## Selection
============
Apparently whilst I am intelligent now I am destined to become a lunatic. Yes, crazy.
Have I mentioned this was completely in Spanish? The word ´loco´was definitely understood though. Oh and there were little three year olds running around playing whilst I was being told my exciting future.
I guess I should be thankful as later as I was literally hanging out of the bus as it took off (yes, the stereotypical South American buses with a capacity for 15 people that have 30 faces pressed up against the windows fighting for air - one of those) I serenely thought to myself, ¨It´s cool. I´m not going to die...I haven´t had time to go crazy yet¨.
And now I am topping off the day by going to eat guinea pig tonight. Maybe the craziness has begun? It´s delicious I hear... I´ll get back to you on that one.
============
## Records shown
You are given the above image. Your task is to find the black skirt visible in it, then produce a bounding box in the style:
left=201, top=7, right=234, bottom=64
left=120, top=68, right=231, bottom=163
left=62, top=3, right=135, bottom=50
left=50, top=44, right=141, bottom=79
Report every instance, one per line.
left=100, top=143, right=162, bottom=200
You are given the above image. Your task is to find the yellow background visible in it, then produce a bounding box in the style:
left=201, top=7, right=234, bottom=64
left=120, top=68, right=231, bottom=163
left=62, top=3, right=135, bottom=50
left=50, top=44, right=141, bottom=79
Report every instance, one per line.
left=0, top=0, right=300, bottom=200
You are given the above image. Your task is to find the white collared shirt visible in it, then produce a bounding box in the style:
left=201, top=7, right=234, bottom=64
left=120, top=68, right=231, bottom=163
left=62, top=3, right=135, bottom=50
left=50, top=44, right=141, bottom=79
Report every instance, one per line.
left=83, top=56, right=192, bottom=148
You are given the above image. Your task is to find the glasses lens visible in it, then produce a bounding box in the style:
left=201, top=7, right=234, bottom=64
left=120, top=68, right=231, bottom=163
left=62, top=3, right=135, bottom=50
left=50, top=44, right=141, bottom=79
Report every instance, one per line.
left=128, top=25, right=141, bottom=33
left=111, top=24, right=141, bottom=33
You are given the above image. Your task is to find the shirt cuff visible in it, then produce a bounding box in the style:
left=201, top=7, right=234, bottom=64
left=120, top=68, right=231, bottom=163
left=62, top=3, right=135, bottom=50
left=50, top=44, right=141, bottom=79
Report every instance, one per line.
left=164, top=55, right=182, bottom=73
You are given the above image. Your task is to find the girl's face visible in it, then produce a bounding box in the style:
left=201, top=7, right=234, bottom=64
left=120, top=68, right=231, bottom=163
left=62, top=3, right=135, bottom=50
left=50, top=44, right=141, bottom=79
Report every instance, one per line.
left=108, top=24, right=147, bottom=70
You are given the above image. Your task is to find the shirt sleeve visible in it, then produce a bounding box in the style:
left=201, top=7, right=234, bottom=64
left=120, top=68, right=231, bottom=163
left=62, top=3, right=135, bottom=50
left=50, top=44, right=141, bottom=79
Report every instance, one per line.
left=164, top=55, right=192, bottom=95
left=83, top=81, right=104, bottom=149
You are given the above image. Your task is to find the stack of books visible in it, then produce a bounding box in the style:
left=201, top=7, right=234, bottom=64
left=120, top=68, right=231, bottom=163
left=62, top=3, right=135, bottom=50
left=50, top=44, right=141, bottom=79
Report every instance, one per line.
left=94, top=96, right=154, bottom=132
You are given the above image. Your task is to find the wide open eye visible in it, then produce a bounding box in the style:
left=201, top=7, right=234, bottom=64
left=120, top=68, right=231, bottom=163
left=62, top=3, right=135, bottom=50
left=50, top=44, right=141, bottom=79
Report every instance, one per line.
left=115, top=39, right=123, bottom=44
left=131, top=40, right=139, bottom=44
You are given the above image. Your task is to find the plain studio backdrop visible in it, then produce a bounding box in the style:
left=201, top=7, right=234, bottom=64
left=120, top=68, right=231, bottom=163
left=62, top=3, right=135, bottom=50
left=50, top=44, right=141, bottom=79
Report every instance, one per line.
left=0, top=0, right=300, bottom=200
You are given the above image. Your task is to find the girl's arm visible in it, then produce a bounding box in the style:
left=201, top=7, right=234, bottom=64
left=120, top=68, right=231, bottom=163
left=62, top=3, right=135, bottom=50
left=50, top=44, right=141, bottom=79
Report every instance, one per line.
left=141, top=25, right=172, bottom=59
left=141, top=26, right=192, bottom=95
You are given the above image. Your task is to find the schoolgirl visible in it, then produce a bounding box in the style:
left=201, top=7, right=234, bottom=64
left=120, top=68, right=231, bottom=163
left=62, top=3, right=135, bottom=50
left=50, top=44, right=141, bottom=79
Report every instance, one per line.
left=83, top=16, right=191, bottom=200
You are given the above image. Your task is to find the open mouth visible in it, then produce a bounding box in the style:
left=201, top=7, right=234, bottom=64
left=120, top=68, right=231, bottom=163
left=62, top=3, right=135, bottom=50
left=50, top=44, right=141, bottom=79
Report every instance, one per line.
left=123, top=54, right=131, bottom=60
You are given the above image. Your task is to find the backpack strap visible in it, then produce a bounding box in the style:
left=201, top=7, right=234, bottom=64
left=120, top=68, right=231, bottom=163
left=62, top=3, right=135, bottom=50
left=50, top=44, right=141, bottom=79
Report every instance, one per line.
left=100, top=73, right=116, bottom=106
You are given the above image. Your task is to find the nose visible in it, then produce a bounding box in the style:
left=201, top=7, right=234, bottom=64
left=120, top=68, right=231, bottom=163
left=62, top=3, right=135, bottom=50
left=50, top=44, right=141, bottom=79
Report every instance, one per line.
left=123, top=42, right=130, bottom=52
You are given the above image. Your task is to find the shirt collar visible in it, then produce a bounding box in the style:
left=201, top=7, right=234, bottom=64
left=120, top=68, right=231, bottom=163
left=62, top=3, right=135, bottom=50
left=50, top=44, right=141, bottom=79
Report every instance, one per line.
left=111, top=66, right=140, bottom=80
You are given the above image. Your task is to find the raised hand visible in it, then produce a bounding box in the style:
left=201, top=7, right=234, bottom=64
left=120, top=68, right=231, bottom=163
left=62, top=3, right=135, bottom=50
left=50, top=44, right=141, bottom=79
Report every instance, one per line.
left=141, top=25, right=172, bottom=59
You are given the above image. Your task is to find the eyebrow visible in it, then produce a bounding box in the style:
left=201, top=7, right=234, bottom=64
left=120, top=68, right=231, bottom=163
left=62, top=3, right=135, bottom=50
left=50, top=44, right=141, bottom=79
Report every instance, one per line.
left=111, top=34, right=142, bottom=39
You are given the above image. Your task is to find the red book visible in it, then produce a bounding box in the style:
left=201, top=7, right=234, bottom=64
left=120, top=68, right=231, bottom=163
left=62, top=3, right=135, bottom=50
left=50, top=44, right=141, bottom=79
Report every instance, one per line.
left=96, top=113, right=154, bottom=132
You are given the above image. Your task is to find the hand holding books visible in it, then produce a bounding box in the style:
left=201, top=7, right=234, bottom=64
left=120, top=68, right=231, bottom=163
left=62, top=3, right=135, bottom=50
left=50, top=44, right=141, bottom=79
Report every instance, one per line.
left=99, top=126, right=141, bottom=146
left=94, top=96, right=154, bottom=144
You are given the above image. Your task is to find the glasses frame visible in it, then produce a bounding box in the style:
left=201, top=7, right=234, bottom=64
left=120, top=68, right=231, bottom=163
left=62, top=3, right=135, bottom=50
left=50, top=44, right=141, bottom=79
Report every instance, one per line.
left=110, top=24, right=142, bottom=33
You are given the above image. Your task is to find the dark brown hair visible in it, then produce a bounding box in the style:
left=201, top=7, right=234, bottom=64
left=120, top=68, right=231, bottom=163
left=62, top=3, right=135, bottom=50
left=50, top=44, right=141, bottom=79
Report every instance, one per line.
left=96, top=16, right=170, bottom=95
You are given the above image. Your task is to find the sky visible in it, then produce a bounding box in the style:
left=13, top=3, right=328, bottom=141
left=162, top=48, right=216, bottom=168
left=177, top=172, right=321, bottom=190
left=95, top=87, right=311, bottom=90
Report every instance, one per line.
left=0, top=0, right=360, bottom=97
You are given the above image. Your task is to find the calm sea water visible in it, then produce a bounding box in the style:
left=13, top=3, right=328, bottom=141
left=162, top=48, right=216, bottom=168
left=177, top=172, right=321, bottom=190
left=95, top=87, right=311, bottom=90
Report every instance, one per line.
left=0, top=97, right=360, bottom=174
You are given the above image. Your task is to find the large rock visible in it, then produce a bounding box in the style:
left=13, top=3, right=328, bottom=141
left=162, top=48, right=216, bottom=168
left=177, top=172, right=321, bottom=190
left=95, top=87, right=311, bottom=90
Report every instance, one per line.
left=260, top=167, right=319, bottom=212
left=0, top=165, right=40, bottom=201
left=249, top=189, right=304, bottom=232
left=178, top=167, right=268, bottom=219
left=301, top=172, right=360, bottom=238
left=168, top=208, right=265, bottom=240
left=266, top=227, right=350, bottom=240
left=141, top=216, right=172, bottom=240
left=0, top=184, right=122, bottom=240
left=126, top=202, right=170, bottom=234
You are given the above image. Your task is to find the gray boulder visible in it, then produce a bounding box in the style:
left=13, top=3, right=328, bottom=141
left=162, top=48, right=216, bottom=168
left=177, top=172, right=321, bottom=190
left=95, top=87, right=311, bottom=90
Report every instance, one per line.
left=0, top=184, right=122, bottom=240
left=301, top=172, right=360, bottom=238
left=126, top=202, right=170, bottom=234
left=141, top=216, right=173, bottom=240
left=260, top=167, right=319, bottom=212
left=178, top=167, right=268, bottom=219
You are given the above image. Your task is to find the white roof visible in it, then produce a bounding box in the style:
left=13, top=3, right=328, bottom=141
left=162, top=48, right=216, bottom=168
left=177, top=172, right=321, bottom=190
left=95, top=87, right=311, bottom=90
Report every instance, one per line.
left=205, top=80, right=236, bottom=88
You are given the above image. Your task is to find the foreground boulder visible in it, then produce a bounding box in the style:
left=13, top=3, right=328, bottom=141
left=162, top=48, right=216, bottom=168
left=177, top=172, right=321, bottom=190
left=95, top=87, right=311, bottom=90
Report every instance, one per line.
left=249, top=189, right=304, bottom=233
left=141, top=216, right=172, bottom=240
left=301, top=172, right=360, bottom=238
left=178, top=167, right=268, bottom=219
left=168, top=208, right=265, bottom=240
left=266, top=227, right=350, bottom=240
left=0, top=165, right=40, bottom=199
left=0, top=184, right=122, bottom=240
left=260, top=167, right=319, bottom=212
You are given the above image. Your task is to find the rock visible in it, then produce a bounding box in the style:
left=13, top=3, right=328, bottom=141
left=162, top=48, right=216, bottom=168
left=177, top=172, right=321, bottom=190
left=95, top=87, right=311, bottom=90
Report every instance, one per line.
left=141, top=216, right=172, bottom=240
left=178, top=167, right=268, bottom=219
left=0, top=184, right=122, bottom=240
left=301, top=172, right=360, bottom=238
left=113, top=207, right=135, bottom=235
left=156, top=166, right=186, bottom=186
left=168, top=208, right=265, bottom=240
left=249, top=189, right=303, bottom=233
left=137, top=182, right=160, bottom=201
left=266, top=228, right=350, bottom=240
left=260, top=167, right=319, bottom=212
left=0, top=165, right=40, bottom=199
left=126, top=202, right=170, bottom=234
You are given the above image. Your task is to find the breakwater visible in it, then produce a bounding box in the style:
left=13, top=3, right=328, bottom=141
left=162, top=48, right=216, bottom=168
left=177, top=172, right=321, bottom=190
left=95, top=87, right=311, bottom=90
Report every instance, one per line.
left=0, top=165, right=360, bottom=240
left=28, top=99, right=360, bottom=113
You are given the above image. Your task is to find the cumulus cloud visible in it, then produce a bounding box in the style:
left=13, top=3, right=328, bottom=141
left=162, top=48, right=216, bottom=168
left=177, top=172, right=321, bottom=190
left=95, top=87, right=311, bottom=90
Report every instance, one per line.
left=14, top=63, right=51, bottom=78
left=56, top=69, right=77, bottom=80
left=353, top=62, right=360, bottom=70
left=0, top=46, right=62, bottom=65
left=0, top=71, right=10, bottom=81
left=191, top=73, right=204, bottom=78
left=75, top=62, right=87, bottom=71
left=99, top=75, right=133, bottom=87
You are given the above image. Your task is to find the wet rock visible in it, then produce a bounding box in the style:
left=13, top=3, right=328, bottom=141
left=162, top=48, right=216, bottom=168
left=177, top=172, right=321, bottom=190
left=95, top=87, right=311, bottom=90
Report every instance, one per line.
============
## Set tasks
A – Repeat part of the travel post word for word, starting at the words "Have I mentioned" and stopping after "my exciting future.".
B – According to the travel post, what is the writer going to eat tonight?
The entries come from a separate source.

## Task-by-task solutions
A –
Have I mentioned this was completely in Spanish? The word ´loco´was definitely understood though. Oh and there were little three year olds running around playing whilst I was being told my exciting future.

B – Guinea pig.